* [EXERCISE INSTRUCTIONS] Print the range of lines that opens with the line containing "Query: distant ridge" and closes with the last line of the listing. Include both ends; print nothing more.

* [GIVEN ENTRIES]
Content starts

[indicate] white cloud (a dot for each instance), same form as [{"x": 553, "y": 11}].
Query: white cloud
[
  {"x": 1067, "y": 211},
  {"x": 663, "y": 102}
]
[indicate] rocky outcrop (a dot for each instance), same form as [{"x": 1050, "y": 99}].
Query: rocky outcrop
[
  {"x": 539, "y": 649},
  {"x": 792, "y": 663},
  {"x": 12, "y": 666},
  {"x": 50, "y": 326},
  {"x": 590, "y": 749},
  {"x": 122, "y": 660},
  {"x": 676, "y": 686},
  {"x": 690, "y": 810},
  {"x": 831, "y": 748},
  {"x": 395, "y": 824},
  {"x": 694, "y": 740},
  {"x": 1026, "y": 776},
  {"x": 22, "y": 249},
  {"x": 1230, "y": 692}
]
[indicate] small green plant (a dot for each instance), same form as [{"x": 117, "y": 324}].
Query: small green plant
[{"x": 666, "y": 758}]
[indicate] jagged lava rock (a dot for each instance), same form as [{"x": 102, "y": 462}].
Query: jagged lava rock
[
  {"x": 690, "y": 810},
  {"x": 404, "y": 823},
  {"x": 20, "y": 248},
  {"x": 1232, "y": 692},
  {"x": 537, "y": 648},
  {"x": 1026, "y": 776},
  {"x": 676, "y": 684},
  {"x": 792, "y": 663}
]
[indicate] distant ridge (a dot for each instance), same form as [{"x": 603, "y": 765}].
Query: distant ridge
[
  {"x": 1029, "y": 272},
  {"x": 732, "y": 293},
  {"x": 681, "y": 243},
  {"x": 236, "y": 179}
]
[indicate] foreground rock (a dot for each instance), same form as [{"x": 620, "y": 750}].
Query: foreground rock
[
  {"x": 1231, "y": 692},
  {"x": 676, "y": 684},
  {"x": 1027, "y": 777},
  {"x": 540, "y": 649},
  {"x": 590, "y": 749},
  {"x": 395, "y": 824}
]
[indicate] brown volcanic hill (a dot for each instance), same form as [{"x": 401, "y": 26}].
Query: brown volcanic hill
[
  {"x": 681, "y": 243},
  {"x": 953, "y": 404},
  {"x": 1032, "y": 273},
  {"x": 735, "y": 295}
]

Content ends

* [ANSWER SECTION]
Query: distant ridge
[
  {"x": 1029, "y": 272},
  {"x": 732, "y": 293},
  {"x": 681, "y": 243},
  {"x": 236, "y": 179}
]
[indicate] foreground rock (a dot for each instance), same form as [{"x": 620, "y": 750}].
Query: foreground rock
[
  {"x": 1231, "y": 692},
  {"x": 676, "y": 684},
  {"x": 1027, "y": 777},
  {"x": 540, "y": 649},
  {"x": 590, "y": 749},
  {"x": 395, "y": 824}
]
[indicate] brown volcanic hill (a dot for each instance), same form as [{"x": 401, "y": 26}].
Query: brown volcanic hill
[
  {"x": 681, "y": 243},
  {"x": 953, "y": 404},
  {"x": 1032, "y": 273},
  {"x": 735, "y": 295}
]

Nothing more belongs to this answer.